**ASSIGNMENT 1:** Copy the post about the stepdaughter and her father, beginning at "Her father has" and stopping after "him at all.", and substitute "Easter" for "spring break".
**ASSIGNMENT 2:** Pick up the post about the stepdaughter and her father where it ends and keep writing it.
╭─ TEXT PASSAGE
You are here

My stepdaughter has started excluding her father

angusfish's picture

I'm living with my boyfriend of 12 years and am a "stepmother" of a 17-year old girl who hates her father. My SD is in foster care in another state and I've been working with her since her mother died a year ago to reunite her with her estranged father (my SO).

Her father has a mild form of autism (non-diagnosed) and can be difficult to get close to. I have managed to do so since I understand his condition and have learned to work with it.

The father/daughter relationship has been estranged since her parents divorced in 1999, but she has become fond of me and my family over the past year. Now I'm in a position where she wants to include me in things and exclude her father! *facepalm*

She recently came to our town for a spring break visit and stayed with my adult son and his family as she really loves them and didn't want to stay at our house. She invited me to come visit and when I told her "we" would come over, she informed me that she only wanted to see me and not her father. Did not want to see him at all.

I explained to her that I would not exclude him and that our family doesn't exclude people in family functions. I stood my ground because I refuse to give in to anyone's emotional blackmail, let alone a teenagers'. Since she's so bent on hating her father, she wouldn't change her mind, so neither one of us went to visit. I'm not sure what I've just done to the relationship with my SD, but I suspect, if nothing else, I've given her something to think about.

I'm in the middle of a father/daughter feud and trying to set boundaries with both of them. I hate the chaos, stress and heartache this causes everyone and I really don't know how to deal with it all sometimes. I don't know who to turn to for help and support. Her father relies on me to help him through this and I feel very unqualified for the job.
╰─
╭─ EXERCISE DATA
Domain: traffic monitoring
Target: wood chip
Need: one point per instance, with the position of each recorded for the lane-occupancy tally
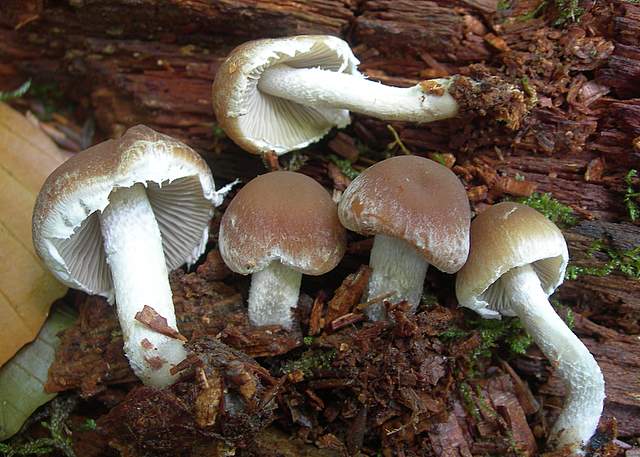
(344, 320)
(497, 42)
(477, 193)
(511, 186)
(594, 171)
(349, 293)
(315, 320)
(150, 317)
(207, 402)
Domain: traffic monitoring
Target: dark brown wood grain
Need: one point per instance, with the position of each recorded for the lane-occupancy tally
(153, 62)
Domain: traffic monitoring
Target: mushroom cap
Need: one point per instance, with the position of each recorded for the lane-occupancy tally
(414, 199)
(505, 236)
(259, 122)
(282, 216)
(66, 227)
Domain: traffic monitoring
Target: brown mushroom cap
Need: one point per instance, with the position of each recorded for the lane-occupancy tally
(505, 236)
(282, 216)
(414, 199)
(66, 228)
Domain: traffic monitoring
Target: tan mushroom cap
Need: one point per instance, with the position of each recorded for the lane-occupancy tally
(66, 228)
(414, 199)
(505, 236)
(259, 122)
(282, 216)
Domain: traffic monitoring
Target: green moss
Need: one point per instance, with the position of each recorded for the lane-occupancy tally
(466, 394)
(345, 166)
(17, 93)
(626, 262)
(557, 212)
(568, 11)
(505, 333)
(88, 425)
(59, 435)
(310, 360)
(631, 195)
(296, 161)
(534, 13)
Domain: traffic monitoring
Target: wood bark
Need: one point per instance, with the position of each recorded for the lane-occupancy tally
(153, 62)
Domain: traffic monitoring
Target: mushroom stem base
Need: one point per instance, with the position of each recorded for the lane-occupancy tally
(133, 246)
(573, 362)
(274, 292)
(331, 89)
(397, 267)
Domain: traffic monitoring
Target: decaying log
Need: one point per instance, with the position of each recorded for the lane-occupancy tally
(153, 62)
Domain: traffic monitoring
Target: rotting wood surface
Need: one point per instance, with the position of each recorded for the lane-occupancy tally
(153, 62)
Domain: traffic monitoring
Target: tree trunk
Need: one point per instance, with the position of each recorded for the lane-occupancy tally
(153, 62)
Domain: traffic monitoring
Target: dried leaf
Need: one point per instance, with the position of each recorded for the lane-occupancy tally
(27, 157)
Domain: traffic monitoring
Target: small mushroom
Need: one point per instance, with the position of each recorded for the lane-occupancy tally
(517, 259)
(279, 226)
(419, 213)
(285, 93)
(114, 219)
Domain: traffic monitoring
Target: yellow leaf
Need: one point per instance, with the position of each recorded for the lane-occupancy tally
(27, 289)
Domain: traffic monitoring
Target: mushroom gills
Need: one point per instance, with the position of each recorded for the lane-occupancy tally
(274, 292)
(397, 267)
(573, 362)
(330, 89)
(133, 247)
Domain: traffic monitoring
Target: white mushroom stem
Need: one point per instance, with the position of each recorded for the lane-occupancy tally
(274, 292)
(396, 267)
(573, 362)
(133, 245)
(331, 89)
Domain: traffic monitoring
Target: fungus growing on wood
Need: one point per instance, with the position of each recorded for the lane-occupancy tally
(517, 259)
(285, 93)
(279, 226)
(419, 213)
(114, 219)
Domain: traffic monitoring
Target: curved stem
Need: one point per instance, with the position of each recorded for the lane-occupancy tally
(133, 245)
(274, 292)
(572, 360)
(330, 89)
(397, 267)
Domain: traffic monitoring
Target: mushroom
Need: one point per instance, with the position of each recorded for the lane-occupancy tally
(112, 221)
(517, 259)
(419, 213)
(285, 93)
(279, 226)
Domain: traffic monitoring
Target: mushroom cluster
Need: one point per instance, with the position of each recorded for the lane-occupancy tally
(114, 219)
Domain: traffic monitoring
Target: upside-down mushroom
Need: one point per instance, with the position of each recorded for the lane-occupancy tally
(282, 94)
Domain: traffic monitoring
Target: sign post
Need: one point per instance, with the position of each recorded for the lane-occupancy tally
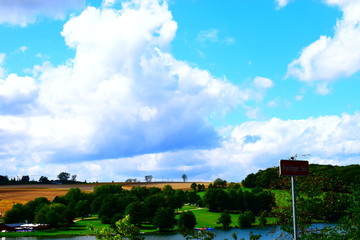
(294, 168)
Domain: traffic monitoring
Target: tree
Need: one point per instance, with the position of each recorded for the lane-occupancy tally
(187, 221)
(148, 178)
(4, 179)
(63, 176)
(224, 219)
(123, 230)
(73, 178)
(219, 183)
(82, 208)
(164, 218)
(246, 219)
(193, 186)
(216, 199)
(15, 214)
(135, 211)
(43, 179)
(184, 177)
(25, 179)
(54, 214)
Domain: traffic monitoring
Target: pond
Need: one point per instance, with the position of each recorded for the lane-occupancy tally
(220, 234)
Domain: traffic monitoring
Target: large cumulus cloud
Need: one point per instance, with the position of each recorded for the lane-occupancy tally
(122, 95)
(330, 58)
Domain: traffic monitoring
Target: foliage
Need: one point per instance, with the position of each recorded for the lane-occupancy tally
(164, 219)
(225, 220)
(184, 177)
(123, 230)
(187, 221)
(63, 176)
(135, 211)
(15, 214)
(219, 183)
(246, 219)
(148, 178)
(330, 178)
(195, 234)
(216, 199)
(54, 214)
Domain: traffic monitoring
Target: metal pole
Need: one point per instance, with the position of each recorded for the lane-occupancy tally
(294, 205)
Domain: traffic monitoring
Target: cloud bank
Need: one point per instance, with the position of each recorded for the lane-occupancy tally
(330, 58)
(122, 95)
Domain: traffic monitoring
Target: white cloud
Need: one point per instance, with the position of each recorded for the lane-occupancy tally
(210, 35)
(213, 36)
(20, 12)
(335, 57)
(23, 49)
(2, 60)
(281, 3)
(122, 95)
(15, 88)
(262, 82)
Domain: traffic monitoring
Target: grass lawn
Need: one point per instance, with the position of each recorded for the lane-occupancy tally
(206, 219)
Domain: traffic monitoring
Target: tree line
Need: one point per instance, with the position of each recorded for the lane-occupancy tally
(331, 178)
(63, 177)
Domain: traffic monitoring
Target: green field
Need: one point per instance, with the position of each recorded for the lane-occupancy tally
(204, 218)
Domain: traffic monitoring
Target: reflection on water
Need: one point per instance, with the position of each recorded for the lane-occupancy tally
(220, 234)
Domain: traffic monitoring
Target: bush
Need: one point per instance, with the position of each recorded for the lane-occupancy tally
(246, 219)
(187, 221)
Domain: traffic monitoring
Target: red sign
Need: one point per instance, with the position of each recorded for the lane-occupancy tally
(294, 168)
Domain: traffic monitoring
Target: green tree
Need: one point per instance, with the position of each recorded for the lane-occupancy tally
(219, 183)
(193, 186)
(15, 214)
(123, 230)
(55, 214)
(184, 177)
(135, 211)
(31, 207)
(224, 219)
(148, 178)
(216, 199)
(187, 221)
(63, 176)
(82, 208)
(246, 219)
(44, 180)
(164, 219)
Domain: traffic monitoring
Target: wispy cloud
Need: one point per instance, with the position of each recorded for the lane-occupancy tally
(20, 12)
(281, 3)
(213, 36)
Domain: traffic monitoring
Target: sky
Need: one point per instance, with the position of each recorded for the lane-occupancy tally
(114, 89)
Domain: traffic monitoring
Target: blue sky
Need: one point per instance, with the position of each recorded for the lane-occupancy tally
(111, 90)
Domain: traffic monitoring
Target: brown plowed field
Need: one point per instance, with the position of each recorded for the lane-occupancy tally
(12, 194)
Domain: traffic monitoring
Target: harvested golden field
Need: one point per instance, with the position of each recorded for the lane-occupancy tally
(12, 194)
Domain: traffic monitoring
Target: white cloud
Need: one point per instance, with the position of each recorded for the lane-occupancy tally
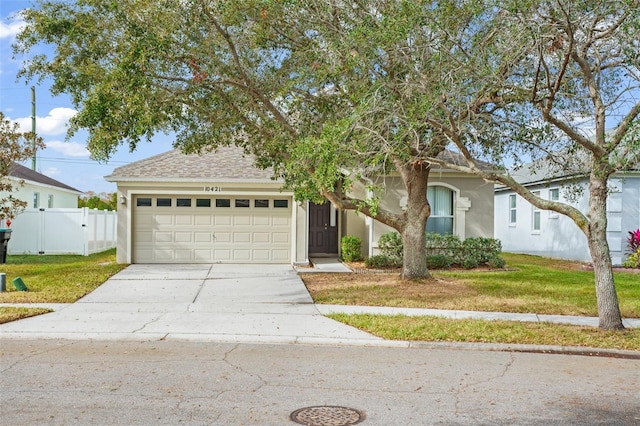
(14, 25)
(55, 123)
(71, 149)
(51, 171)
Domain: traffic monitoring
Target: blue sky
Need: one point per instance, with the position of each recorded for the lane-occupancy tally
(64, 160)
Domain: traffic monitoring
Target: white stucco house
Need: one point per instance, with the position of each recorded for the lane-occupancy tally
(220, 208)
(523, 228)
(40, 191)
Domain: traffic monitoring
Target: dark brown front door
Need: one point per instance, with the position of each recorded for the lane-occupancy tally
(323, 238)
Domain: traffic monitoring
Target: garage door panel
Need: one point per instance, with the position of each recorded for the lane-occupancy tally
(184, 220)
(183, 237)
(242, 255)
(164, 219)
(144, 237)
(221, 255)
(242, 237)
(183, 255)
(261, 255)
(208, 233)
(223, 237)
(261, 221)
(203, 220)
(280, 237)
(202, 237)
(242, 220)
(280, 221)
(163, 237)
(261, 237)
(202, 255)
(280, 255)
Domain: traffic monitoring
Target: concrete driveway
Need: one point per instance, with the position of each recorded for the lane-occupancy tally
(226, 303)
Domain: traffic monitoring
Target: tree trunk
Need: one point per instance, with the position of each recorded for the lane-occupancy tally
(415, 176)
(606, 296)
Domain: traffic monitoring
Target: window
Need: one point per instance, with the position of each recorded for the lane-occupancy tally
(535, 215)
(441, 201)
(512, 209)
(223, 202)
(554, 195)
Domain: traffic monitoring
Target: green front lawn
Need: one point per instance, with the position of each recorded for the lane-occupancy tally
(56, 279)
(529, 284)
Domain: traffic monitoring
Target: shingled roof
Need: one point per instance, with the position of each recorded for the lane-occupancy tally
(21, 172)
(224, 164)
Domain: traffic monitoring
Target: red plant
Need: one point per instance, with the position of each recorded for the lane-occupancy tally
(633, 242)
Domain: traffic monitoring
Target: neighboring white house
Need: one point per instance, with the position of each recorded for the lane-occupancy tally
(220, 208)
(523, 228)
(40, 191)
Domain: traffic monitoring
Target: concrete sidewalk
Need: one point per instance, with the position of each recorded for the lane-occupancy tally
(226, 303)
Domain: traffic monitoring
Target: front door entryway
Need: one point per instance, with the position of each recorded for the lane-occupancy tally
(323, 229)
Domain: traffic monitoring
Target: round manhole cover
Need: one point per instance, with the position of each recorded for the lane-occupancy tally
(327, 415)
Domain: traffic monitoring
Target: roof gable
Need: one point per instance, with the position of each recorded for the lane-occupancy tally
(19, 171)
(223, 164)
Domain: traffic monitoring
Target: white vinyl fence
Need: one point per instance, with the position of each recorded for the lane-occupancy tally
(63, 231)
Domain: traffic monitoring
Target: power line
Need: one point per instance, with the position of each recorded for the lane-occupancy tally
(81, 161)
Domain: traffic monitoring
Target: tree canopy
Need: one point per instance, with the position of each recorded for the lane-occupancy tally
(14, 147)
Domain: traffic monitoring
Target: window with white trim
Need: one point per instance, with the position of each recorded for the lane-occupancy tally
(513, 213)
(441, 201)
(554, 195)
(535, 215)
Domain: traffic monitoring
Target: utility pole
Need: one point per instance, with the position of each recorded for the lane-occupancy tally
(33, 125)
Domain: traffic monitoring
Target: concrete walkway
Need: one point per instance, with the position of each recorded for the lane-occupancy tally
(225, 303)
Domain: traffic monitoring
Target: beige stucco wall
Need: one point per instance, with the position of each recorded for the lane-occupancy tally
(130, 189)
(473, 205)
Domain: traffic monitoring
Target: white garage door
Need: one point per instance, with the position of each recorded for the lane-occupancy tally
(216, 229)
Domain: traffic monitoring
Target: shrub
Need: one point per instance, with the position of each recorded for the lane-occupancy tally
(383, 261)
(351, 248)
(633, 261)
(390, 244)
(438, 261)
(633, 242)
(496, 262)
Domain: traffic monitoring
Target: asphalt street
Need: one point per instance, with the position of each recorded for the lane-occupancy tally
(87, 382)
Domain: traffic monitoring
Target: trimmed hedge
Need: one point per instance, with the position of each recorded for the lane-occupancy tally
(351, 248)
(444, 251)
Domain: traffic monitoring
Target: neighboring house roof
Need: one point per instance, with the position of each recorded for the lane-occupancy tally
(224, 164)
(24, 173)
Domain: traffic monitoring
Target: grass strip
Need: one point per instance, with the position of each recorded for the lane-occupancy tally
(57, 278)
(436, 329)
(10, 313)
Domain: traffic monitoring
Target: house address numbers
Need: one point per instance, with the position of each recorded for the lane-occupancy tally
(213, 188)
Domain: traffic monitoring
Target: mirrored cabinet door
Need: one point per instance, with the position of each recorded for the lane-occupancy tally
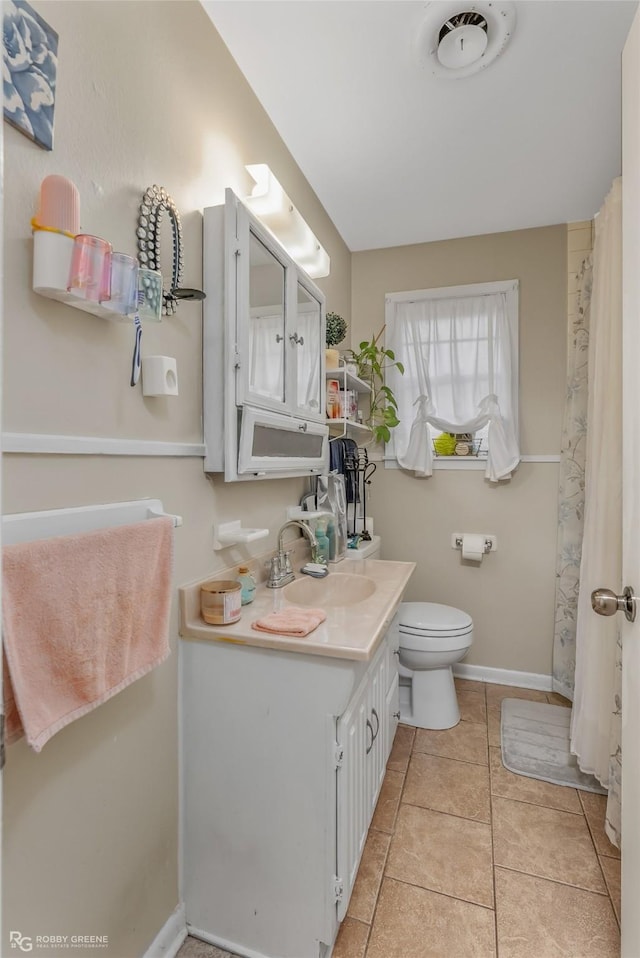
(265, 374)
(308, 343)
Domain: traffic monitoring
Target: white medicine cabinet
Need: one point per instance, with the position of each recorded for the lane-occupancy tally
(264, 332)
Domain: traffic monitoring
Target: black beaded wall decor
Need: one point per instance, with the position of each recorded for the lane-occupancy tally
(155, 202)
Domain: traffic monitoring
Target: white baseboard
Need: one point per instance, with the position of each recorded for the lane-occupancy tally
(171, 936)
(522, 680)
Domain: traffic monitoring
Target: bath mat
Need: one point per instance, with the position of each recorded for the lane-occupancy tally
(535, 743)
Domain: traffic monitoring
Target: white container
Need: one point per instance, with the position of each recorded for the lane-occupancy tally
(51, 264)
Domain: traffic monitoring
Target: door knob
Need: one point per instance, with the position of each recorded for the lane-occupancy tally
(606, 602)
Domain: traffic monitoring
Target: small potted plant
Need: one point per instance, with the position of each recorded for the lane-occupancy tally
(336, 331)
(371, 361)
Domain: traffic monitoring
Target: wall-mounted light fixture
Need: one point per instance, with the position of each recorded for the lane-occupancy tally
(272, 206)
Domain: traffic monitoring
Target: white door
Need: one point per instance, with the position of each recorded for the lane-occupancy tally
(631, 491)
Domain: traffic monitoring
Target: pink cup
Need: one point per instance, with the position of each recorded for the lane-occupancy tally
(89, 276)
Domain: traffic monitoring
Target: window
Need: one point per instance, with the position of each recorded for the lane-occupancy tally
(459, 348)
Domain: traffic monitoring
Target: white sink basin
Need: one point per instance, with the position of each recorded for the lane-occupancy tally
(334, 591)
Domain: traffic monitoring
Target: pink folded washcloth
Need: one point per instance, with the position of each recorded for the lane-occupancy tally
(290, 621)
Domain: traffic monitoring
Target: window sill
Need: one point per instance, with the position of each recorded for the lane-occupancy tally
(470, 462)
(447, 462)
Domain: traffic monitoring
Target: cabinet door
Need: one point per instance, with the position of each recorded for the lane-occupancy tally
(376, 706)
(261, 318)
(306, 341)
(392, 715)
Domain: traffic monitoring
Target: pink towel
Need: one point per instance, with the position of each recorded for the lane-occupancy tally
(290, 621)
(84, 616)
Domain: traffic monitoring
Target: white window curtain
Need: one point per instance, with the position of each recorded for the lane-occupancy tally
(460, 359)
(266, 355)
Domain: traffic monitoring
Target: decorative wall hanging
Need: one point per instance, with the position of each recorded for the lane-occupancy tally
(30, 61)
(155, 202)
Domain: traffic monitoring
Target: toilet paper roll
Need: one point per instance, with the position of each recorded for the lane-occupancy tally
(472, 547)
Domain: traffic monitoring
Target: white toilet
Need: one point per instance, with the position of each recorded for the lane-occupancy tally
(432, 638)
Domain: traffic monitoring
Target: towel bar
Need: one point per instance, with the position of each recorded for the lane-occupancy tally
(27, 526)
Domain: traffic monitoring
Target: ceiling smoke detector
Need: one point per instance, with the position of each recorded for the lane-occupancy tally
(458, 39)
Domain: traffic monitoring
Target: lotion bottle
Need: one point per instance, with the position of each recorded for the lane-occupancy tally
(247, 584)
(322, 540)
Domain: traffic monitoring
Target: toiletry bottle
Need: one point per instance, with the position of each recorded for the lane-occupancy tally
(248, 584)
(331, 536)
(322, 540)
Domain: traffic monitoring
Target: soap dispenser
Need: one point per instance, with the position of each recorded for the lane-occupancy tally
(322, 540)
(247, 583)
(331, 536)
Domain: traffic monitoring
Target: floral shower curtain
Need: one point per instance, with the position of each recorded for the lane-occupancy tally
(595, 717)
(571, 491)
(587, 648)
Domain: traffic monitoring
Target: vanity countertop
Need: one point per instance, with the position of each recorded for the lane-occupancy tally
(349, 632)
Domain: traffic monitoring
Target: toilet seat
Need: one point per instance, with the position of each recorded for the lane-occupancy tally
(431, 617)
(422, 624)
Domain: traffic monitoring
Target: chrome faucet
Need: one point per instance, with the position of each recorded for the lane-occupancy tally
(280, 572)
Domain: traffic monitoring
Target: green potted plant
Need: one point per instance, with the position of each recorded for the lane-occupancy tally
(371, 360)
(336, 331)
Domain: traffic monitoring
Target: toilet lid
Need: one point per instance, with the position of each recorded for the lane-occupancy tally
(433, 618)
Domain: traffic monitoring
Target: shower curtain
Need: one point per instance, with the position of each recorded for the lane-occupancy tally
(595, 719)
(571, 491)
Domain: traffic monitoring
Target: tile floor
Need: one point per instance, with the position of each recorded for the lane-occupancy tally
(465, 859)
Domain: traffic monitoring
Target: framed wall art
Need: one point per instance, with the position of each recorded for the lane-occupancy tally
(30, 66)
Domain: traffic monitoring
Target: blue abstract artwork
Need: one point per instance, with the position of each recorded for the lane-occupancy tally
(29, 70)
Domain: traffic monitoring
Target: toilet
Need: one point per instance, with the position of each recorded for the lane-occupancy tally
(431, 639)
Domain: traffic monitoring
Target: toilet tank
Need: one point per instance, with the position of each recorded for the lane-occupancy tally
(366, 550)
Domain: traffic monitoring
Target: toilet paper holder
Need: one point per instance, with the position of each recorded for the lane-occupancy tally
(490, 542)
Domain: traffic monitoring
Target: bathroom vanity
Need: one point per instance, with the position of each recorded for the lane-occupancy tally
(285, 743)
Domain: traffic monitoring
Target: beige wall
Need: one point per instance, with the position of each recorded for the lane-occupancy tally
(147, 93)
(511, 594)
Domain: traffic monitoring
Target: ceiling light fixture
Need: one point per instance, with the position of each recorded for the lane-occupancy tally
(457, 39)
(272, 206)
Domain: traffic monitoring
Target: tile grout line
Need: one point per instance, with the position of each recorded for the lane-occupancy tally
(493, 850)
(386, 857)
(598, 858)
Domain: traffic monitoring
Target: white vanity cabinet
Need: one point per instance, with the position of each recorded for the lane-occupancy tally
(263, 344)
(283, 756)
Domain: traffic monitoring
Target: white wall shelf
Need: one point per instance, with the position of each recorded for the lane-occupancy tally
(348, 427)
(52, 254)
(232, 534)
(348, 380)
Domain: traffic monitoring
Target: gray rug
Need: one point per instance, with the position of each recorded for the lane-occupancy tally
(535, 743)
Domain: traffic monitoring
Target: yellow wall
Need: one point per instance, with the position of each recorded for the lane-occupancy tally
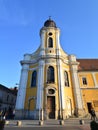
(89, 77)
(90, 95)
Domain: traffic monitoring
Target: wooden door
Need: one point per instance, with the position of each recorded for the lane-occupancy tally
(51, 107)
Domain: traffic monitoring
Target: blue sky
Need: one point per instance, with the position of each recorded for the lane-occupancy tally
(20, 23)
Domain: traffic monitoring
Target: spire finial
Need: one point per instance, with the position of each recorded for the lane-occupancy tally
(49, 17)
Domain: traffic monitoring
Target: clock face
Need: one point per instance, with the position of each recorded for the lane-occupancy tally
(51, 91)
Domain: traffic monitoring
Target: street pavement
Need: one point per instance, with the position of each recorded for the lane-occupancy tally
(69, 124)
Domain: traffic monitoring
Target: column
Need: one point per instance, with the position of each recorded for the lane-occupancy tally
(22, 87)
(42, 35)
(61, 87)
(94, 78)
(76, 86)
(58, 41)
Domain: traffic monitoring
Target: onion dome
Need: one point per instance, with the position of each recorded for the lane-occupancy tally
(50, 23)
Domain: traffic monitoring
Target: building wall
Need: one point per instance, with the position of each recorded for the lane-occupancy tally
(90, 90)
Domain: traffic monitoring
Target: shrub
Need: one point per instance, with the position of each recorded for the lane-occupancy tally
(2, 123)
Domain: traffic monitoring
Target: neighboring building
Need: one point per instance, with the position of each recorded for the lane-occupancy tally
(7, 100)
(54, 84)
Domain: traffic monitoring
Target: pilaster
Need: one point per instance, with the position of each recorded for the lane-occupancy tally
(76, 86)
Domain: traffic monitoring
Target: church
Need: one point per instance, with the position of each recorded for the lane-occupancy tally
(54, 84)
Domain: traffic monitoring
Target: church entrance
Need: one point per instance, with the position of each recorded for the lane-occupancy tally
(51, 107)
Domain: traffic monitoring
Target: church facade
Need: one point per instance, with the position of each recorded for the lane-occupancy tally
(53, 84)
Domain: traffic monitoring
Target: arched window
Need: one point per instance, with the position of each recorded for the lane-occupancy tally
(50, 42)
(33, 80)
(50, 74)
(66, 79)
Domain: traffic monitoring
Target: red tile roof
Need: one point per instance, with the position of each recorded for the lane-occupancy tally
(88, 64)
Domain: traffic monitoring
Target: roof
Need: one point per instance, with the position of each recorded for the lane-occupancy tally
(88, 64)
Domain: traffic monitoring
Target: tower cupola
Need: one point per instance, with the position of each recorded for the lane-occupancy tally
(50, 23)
╰─
**TASK RESPONSE 1:**
Her father has a mild form of autism (non-diagnosed) and can be difficult to get close to. I have managed to do so since I understand his condition and have learned to work with it.

The father/daughter relationship has been estranged since her parents divorced in 1999, but she has become fond of me and my family over the past year. Now I'm in a position where she wants to include me in things and exclude her father! *facepalm*

She recently came to our town for a Easter visit and stayed with my adult son and his family as she really loves them and didn't want to stay at our house. She invited me to come visit and when I told her "we" would come over, she informed me that she only wanted to see me and not her father. Did not want to see him at all.

**TASK RESPONSE 2:**
Her high school graduation is coming up and I already know she does not plan to invite her father to commencement and he just informed me that he's going. I feel like I'm in the middle of a bad dream and just want out.

Anyone have any general advice/thoughts on this big disaster in my life?

SMof2Girls's picture

Well this may be the exact opposite of just about every other situation I've read about here .. a first for me, surely!

Is therapy an option? Could the three of you attend a family therapy session together? Or maybe she could go weekly, and her father could go with her once a month?

I have no real clue how to handle this, but my sympathy goes out to you. I can imagine how exhausting your situation has to be .. it doesn't seem right or fair that you've become this all-important middle person.

oldone's picture

Well I'd probably just let it go. You can't force anything. She is almost out of school and will be an adult shortly. If he was out of her life from about the time she was 3 years old he is just a stranger to her. DNA is all they have in common.

Think of it this way if as a young adult you discovered a "father" that you had no memory of would you automatically love him? Don't know why she hates him but it probably is not going to change.

Let her lead her life without the sperm donor.